Selasa, 04 May 2010]
Fungsionaris Partai Penegak Demokrasi Indonesia (PPDI) menguji Pasal 218 ayat (3) UU Pemilu Legislatif. Inti permohonannya, penggantian antar waktu anggota legislatif tidak mengacu kepada ‘daftar calon tetap’.
Upaya Sefriths E. D. Nau untuk menjadi Anggota DPRD Kabupaten Timor Tengah Selatan, Nusa Tenggara Timur (NTT), tak main-main. Fungsionaris Partai Penegak Demokrasi Indonesia (PPDI) ini mengajukan judicial review Pasal 218 ayat (3) UU No. 10 Tahun 2008 tentang Pemilu Legislatif.
Ketentuan yang mengatur penggantian antar waktu (PAW) tersebut dinilai menghambatnya untuk duduk di kursi empuk DPRD Timor Tengah Selatan. “Pasal ini bertentangan dengan asas jaminan kepastian hukum yang adil bagi setiap orang,” ujarnya di ruang sidang Mahkamah Konstitusi (MK).
Pasal 218 ayat (3) itu secara lengkap berbunyi ‘Calon terpilih anggota DPR, DPRD Provinsi, dan DPRD Kabupaten/Kota sebagaimana dimaksud pada ayat (1) diganti dengan calon dari daftar calon tetap Partai Politik Peserta Pemilu pada daerah pemilihan yang sama berdasarkan surat keputusan pimpinan partai politik yang bersangkutan’.
Sefriths meminta agar MK membatalkan frase ‘daftar calon tetap’ dalam pasal tersebut. Pasalnya, PPDI yang ingin memasukan Sefriths sebagai Anggota DPRD Timor Tengah Selatan melalui mekanisme PAW terganjal aturan itu. Nama Sefriths tidak masuk daftar calon tetap (DCT) yang sudah disahkan oleh Komisi Pemilihan Umum (KPU) sebelum pemilu dilaksanakan.
Tidak adanya nama Sefriths dalam DCT itu adalah imbas dari konflik kepengurusan PPDI. Kala itu, ada dua pengurus yang mengklaim dirinya sebagai pengurus PPDI yang sah. Yakni, kubu Menik Budiwiyono dan kubu Endung Sutrisno. Sengketa ini pun sempat mampir di ranah hukum.
* * * *
Isi Tugas
Tuliskan kembali persis sama bagian dari berita tentang uji materi UU Pemilu Legislatif di atas, dimulai dari "Selasa, 04 May" dan berlanjut sampai "Mahkamah Konstitusi (MK).".

Data Baris
* * * *
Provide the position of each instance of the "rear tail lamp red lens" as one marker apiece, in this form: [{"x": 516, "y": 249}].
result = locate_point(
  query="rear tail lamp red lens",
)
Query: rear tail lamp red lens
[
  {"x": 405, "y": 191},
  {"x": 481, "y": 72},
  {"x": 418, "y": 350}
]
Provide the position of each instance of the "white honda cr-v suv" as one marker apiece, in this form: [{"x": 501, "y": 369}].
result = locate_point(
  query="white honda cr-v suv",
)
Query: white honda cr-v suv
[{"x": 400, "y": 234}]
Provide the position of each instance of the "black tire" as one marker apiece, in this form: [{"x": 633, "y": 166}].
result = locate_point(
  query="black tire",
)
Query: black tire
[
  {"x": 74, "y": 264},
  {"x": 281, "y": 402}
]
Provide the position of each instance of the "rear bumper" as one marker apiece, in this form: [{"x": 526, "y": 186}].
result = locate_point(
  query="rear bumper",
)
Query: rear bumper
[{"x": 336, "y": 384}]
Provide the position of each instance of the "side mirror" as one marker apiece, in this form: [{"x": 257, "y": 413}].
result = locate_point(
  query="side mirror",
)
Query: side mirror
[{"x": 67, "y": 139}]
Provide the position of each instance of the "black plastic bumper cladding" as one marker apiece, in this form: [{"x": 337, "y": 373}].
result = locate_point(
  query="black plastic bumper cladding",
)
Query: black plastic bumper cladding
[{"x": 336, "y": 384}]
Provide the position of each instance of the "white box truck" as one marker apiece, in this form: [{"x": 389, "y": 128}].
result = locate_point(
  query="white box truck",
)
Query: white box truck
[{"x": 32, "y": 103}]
* * * *
Jawaban Lengkap
Selasa, 04 May 2010]
Fungsionaris Partai Penegak Demokrasi Indonesia (PPDI) menguji Pasal 218 ayat (3) UU Pemilu Legislatif. Inti permohonannya, penggantian antar waktu anggota legislatif tidak mengacu kepada ‘daftar calon tetap’.
Upaya Sefriths E. D. Nau untuk menjadi Anggota DPRD Kabupaten Timor Tengah Selatan, Nusa Tenggara Timur (NTT), tak main-main. Fungsionaris Partai Penegak Demokrasi Indonesia (PPDI) ini mengajukan judicial review Pasal 218 ayat (3) UU No. 10 Tahun 2008 tentang Pemilu Legislatif.
Ketentuan yang mengatur penggantian antar waktu (PAW) tersebut dinilai menghambatnya untuk duduk di kursi empuk DPRD Timor Tengah Selatan. “Pasal ini bertentangan dengan asas jaminan kepastian hukum yang adil bagi setiap orang,” ujarnya di ruang sidang Mahkamah Konstitusi (MK).